GIVEN PROBLEM:
How many lines in the data below contain the string "wall"? Reply with the number only.
════════
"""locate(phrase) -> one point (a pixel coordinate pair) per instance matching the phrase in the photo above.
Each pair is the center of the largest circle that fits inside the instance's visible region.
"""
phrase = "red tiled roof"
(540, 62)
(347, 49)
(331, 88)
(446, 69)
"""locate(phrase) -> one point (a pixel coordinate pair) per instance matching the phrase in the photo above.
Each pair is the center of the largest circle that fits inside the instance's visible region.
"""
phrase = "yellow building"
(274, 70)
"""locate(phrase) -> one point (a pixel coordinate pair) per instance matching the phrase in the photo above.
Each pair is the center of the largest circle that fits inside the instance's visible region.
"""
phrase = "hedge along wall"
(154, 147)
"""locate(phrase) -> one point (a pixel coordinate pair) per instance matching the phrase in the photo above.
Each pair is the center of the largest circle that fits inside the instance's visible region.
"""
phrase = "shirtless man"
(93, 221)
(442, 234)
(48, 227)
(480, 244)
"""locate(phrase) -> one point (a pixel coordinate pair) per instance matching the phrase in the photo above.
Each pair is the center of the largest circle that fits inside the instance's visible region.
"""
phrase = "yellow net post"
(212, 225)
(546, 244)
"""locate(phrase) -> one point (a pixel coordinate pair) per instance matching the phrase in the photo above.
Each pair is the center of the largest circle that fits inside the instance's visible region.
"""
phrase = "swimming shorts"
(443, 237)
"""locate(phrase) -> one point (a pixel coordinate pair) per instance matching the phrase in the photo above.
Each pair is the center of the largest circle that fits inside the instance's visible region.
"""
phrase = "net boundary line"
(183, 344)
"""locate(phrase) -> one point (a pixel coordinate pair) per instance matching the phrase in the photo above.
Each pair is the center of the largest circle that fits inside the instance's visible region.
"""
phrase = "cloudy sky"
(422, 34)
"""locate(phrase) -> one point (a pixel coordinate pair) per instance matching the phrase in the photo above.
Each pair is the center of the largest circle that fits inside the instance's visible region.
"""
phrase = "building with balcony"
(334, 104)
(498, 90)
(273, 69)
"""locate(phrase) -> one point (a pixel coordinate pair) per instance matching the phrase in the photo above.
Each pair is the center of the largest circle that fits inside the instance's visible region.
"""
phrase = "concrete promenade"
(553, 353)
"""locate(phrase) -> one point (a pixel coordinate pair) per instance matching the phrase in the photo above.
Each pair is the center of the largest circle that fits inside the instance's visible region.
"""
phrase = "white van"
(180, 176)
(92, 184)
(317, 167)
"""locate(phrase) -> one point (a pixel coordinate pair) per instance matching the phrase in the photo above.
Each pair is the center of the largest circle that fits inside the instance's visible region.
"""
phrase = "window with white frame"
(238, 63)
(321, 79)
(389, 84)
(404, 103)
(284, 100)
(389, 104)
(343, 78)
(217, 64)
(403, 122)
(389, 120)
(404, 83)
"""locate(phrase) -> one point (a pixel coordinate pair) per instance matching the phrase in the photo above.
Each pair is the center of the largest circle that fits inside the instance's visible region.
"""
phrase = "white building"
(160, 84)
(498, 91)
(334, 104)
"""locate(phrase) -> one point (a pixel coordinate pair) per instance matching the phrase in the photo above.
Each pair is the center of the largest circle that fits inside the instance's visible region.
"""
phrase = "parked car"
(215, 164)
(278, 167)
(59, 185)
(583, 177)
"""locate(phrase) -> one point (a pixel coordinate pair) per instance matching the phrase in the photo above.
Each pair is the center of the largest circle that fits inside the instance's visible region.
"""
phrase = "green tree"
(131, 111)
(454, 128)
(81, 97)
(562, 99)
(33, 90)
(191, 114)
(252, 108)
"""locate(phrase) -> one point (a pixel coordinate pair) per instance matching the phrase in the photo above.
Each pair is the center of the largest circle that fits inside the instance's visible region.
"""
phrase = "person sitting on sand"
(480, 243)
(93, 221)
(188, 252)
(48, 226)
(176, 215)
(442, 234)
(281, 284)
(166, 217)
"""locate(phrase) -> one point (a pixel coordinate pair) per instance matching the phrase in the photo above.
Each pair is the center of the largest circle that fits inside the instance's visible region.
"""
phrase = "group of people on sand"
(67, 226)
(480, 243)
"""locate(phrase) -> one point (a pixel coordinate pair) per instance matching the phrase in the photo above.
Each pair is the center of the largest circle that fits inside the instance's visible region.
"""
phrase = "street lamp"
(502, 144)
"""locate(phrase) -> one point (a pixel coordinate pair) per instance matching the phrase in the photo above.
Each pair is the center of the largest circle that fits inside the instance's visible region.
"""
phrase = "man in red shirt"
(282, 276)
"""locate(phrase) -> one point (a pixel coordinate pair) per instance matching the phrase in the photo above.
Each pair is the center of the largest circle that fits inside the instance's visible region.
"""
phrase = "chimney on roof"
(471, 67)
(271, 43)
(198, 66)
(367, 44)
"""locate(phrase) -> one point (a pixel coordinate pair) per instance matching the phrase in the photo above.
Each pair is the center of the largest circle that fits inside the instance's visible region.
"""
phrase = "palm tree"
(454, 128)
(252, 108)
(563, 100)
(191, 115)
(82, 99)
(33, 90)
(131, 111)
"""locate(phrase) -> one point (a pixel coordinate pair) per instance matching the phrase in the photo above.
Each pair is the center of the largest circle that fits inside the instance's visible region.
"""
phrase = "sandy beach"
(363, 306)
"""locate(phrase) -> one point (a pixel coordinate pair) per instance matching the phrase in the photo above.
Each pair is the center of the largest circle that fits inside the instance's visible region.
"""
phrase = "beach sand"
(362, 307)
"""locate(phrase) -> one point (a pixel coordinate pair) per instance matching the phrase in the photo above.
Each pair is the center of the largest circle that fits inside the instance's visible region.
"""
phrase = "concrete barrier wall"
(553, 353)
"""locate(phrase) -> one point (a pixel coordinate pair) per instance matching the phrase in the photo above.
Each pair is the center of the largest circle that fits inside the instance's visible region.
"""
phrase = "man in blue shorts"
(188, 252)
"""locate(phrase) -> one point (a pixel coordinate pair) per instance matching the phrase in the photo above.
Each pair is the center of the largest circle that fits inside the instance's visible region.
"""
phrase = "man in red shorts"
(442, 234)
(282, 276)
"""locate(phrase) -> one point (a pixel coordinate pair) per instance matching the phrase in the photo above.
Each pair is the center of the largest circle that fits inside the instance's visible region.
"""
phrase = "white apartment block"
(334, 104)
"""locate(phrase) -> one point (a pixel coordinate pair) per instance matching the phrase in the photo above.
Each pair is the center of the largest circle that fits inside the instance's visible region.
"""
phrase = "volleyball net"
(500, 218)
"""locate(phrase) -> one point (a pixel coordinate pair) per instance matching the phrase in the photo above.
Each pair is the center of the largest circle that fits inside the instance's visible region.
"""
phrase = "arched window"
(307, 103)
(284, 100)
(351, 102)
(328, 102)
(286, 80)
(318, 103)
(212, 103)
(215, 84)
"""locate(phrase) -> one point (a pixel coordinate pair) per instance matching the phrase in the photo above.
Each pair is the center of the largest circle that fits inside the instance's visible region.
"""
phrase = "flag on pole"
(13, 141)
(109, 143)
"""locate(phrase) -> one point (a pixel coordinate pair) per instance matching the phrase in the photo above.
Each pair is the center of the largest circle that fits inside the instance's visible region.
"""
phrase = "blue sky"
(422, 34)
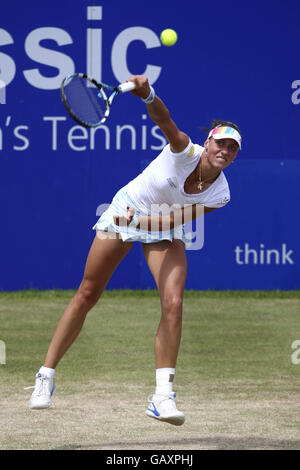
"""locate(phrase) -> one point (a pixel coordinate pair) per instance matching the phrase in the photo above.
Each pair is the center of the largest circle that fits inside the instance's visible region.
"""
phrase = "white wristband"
(151, 96)
(134, 222)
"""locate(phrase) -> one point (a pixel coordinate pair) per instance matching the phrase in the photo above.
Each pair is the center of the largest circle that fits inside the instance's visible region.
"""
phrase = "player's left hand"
(125, 219)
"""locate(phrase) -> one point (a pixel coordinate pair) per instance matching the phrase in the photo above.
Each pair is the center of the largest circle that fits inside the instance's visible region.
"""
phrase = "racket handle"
(127, 86)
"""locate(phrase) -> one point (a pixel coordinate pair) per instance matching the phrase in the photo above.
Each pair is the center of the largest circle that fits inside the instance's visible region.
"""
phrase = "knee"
(87, 294)
(172, 307)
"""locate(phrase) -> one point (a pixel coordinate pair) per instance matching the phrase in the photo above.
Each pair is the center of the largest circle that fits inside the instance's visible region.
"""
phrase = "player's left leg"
(167, 262)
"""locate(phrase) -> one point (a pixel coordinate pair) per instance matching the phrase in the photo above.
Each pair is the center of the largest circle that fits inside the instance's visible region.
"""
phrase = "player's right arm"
(159, 113)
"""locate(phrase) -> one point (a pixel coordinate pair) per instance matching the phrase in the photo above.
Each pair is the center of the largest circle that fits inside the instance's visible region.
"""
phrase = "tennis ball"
(168, 37)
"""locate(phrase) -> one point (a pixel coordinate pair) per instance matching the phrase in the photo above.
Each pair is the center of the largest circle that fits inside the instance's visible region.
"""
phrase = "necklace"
(200, 182)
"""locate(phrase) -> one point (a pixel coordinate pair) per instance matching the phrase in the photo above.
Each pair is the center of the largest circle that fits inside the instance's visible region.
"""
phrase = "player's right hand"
(142, 87)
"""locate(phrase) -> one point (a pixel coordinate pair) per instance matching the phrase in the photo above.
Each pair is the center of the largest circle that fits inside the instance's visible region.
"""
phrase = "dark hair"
(217, 123)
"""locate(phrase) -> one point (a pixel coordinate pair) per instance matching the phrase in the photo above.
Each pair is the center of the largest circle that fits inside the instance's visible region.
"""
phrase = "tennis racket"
(86, 100)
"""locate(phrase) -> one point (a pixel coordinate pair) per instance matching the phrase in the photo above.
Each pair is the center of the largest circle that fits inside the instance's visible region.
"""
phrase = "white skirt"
(118, 206)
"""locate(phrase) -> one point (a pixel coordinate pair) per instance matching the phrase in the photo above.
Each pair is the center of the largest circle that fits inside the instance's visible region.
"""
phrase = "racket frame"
(100, 87)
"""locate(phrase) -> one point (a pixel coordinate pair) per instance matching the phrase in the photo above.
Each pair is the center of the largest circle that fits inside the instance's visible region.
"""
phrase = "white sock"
(47, 371)
(164, 381)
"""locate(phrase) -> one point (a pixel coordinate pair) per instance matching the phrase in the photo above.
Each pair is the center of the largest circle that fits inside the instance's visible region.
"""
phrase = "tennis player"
(183, 176)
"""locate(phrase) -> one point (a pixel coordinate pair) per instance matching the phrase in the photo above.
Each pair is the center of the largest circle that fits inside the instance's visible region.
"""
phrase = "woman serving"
(182, 182)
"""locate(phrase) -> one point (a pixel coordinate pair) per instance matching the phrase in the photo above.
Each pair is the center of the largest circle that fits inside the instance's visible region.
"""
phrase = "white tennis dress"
(159, 189)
════════
RESPONSE:
2